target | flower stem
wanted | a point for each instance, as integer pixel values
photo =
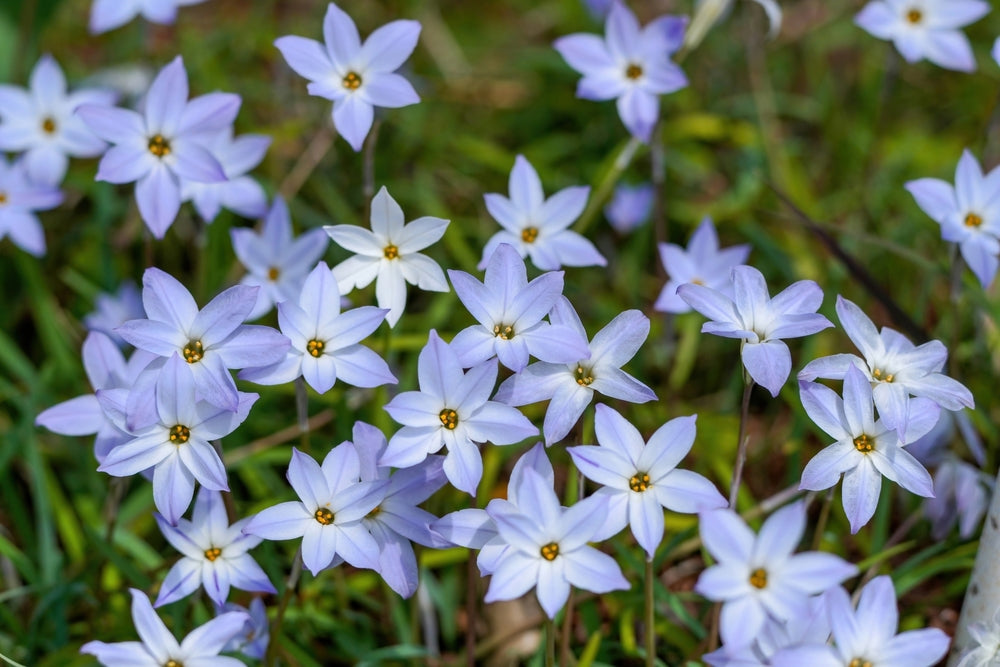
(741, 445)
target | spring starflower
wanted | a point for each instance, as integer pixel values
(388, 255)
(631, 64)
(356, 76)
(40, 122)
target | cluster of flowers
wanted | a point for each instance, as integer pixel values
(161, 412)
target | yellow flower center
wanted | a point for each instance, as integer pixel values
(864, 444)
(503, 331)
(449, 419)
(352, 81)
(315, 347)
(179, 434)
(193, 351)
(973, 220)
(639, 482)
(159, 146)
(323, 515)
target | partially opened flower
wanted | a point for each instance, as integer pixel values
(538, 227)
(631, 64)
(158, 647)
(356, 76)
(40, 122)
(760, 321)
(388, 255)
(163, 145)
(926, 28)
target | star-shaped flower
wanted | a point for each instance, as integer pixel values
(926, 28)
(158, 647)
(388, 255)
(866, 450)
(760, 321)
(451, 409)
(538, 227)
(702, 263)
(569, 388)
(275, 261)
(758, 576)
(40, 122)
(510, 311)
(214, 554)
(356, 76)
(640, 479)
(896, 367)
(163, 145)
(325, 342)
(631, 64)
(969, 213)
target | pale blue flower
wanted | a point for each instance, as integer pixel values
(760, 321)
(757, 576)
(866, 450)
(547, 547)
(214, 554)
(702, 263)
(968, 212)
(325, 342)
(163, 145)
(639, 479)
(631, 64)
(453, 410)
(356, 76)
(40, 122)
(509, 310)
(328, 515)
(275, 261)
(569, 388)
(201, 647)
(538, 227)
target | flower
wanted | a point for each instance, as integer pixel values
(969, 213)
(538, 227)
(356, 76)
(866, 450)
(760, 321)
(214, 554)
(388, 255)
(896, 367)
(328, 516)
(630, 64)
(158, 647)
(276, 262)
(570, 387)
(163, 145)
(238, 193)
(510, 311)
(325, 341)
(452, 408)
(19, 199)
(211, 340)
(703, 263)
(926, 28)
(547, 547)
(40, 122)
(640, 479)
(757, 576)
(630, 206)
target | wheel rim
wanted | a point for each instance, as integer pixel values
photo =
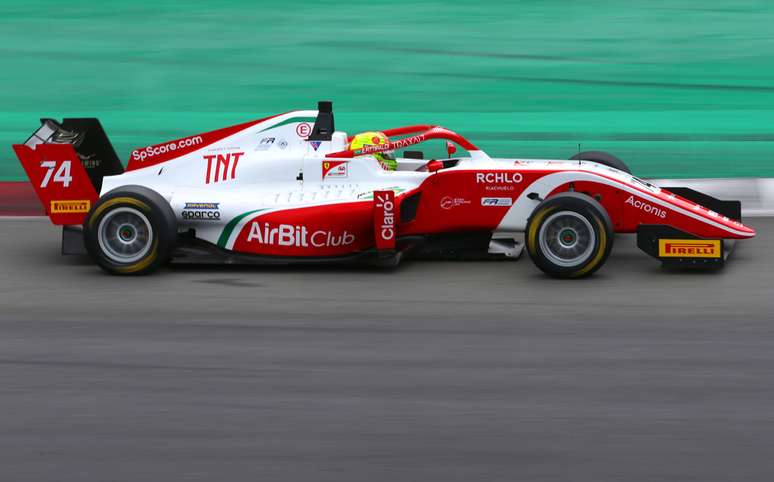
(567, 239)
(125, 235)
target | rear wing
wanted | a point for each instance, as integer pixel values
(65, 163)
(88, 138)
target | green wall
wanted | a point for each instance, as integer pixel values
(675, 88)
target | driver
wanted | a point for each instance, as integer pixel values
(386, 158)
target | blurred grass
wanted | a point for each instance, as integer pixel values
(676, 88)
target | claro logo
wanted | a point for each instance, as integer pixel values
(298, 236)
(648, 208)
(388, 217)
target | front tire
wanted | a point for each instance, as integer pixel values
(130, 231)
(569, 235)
——
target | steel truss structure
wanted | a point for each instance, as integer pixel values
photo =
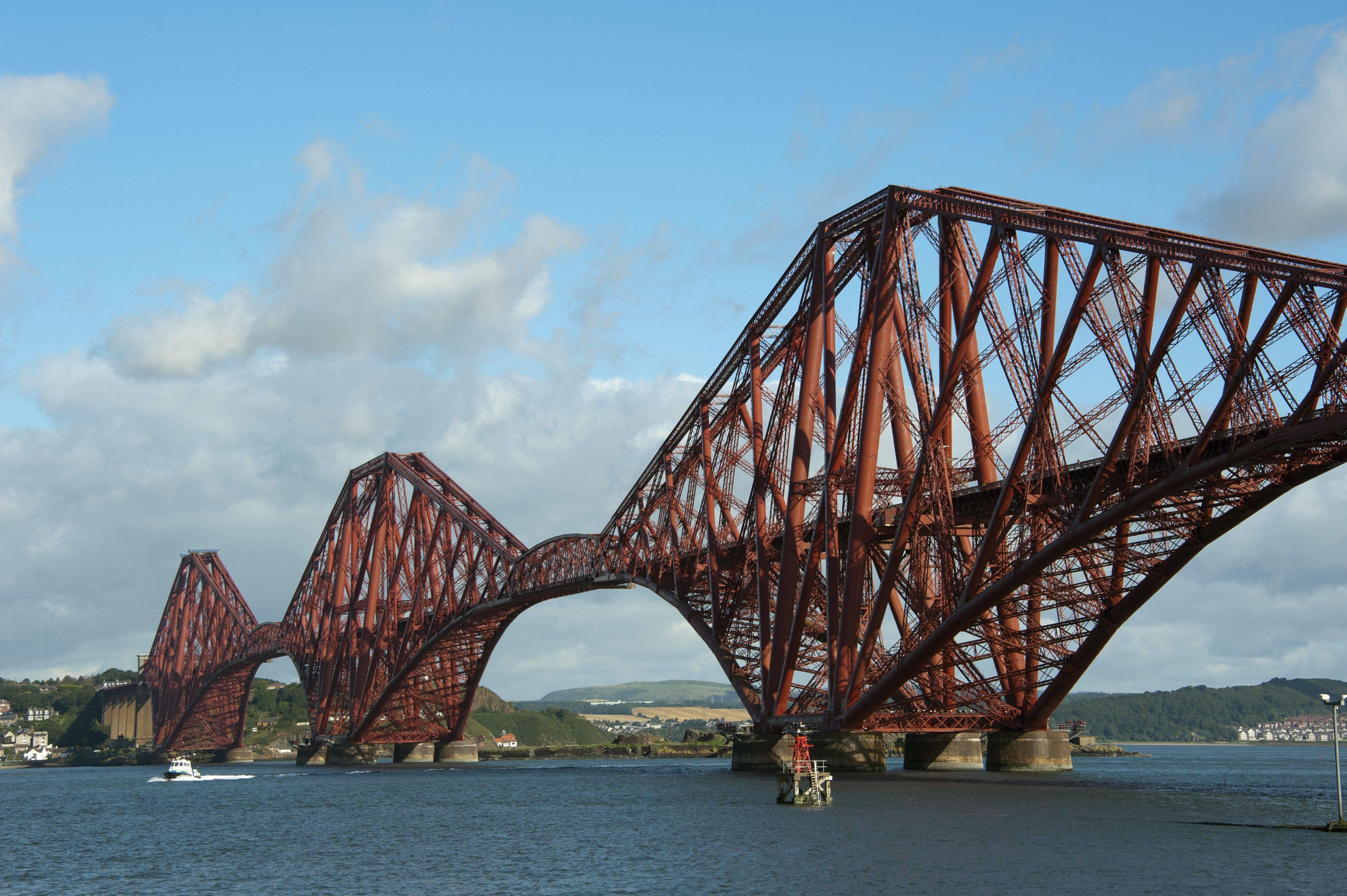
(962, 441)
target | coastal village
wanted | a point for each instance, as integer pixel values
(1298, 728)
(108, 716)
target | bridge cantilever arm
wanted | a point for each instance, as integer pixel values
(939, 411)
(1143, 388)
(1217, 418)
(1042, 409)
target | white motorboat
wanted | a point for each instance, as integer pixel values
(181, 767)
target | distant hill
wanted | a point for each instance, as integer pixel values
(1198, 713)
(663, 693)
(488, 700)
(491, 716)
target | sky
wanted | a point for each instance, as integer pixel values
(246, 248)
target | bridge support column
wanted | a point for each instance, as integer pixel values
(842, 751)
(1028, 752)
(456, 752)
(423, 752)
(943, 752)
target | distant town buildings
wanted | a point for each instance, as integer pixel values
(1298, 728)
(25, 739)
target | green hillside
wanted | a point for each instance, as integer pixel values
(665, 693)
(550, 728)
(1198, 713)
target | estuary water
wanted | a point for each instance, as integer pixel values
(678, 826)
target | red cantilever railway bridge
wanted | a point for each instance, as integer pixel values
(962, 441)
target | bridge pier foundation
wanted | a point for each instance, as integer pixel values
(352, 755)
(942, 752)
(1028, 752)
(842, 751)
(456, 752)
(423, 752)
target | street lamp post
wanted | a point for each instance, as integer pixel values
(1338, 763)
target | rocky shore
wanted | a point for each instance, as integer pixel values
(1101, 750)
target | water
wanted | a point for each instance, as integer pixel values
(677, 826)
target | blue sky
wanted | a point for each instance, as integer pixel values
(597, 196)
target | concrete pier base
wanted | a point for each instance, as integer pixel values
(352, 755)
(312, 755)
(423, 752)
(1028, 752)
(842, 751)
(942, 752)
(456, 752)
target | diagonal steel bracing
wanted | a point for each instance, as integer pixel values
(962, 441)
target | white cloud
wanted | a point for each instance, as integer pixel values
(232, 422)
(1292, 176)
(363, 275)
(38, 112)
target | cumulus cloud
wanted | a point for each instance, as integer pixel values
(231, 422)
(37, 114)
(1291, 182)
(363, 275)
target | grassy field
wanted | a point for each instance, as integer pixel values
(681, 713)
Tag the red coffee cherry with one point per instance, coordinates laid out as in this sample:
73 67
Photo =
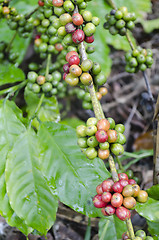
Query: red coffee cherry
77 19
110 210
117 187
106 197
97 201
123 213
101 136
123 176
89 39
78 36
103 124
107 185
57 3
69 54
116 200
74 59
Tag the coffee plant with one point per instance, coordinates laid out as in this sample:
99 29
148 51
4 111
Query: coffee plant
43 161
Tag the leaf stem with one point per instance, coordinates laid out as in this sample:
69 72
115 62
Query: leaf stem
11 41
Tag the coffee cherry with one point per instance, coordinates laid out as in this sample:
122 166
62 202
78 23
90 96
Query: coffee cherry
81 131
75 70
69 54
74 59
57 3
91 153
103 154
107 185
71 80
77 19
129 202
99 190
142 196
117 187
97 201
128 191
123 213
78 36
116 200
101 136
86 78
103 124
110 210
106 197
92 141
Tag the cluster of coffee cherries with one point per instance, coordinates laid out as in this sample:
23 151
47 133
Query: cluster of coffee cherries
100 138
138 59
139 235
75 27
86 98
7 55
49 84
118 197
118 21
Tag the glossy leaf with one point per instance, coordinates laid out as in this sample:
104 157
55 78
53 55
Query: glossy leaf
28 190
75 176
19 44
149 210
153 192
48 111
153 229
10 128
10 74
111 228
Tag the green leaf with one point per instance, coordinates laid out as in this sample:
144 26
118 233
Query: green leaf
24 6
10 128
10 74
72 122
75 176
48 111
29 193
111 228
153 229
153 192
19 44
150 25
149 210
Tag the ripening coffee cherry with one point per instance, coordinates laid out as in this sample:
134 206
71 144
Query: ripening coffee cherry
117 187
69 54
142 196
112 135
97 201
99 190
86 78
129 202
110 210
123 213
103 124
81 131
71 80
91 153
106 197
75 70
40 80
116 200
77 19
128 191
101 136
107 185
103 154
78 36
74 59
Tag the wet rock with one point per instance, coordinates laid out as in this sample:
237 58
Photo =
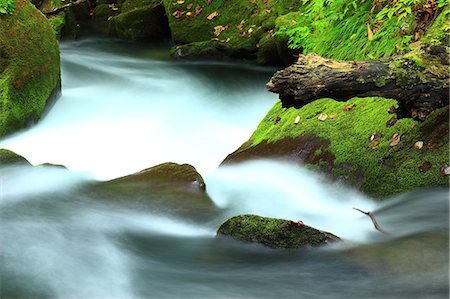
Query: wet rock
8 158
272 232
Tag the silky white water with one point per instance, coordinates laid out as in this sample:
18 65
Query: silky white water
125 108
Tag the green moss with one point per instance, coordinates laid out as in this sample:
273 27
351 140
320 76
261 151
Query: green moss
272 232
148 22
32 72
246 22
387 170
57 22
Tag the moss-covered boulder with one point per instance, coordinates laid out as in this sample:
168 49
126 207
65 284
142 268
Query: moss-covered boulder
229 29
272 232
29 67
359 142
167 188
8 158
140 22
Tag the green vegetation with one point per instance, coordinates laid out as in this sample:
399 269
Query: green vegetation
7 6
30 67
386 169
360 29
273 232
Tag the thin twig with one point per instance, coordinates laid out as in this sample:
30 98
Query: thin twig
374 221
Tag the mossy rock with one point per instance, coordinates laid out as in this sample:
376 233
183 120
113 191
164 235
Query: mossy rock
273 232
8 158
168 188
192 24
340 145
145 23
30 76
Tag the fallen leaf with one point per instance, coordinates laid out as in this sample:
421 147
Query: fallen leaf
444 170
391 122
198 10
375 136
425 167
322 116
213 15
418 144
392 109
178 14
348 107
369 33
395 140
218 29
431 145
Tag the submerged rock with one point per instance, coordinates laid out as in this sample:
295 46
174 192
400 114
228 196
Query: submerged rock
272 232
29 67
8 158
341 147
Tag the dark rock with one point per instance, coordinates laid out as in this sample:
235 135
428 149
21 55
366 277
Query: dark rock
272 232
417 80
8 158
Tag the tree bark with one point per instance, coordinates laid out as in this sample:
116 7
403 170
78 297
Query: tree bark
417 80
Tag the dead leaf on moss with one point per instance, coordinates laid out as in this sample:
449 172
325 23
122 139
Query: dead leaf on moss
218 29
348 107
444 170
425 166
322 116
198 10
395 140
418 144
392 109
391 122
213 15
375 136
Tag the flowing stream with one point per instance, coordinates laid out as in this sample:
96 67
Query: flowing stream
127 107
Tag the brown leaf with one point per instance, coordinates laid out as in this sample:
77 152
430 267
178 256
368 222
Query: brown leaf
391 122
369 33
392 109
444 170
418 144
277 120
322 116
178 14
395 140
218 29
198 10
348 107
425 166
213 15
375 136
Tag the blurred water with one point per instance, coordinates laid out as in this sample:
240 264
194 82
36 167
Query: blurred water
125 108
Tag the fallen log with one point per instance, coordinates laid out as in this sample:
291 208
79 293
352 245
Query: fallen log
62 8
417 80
——
WHAT NEEDS TO BE DONE: From the records above, copy out each line in which the string "vegetation" occurs.

FULL RESPONSE:
Tag the green vegetation with one point per instance, coordinates laid out as in this sample:
Query: green vegetation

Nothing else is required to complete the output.